» **What to work on**:
(1) In the essay on generational skill gaps, how much less do millennials earn than baby boomers did for equivalent jobs?
(2) Proceed with the essay on generational skill gaps, writing on from its final sentence.

» **Reading passage**:
··········
Most people will experience difficulties in adulthood arising from deficiencies in their childhood being compounded over time. If you were never taught about money management, you get in trouble which leads to more trouble and so on. Most people are never really taught the skills of how to communicate or respect each other, which has led to a world where women and POC are second class citizens…
We’re told to respect our elders, but we’re never taught what that encompasses. As a result, we now have a generational gap between the baby boomers and millennial generations; we are seen as entitled by them, while they refuse to give us the same opportunities that they had at our age. Milennials earn roughly 19% less than baby boomers did for equivalent jobs.
And it then cycles. Baby boomers were seen as entitled by the ‘greatest’ generation, whose formative years included world wars 1 and 2.
So we keep getting trapped in a ‘generation has lack of skills, and as a result fails to pass it to the next generation, who fails to pass it to the next etc.’ It’s why I love the alt communities so much; we question things, and teach each other the skills while trying to provide a safety net for each other.
Which further leads to this: alt communities (especially kink) increased in visibility following 50 shades of grey. As more people flow in, skills increase across the culture, so does that mean that 50 shades of grey improve humanity?
··········
» **Listed entries**:
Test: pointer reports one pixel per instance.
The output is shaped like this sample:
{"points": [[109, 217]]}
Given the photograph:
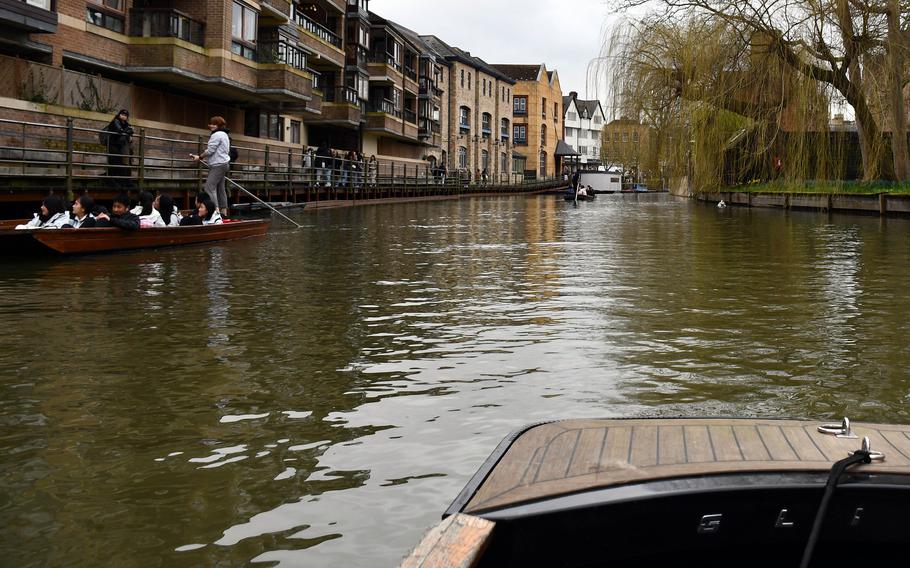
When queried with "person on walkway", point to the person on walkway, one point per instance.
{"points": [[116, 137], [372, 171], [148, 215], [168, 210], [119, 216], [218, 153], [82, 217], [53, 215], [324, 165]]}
··········
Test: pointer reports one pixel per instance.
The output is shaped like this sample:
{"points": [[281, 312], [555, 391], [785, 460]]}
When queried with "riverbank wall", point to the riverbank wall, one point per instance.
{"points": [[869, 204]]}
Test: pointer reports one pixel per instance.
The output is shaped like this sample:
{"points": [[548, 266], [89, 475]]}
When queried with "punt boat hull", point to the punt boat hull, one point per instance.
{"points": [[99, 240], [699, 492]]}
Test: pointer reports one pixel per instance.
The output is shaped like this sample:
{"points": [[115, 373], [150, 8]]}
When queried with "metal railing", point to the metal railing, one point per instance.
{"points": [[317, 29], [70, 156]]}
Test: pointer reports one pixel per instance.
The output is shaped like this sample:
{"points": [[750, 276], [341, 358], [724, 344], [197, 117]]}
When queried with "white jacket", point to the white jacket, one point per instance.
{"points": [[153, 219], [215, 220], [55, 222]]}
··········
» **Answers to the exercise**:
(1) Roughly 19% less.

(2)
Humans have ‘othered’ one another since the dawn of agriculture. Prior to that, there was no real worry about property rights and so on, but with the cultural need to pass things on to your offspring came possessiveness, xenophobia, women being seen as property, and this was compounded over time by centuries of Abrahamic religions, which we are only starting to step out of.
I was thinking about how groups of primates can be very fearful of each other (though others live symbiotically) in competition of resources or fear of attack of each other. Prior to agriculture, being hunter-gatherers, the best bet for survival was other people. The tribal culture. Everyone prospered or everyone suffered so you would bring as many skills as possible together in the same place.
In times of scarcity, most creatures will revert to that, partially because their survival relies on them getting the food, but in times of prosperity, I am under the impression that competing tribes of animals will coexist peacefully and occasionally merge. For great and terrifying examples, looking up the mega colonies of Argentinian ants is fantastic
We now live in a post-scarcity world. Anything we want we can have delivered to us within 24 hours, which is why advertising is becoming less and less effective; it typically exists to make you believe that you want this Thing ™, that everyone wants this Thing ™ and if you don’t have it, you will be lacking, shunned by your social circle…
Do you know Dunbar’s number?
Primates all have a gland in their brain which dictates the optimal size of the social circle, and for humans, it tends to equate to around 150 ‘people’ who we can know and care about in some way, which is the core concept of Dunbar’s. I air quote ‘people’ because it’s more like a person shaped slot.
What has been shown is that a concept of a group will take up a single slot, so alongside your son, daughter, mother, father, etc, you will have a slot for ‘the Chinese’, for ‘clowns’, for ‘Social justice warriors’ and for generalised concepts of what people from any given group look like. You will have a slot for ‘Muslims’, which the news and modern world will fill with vague menacing figure who wants to tear down western society and if they aren’t a terrorist, they know one, which of course isn’t the case.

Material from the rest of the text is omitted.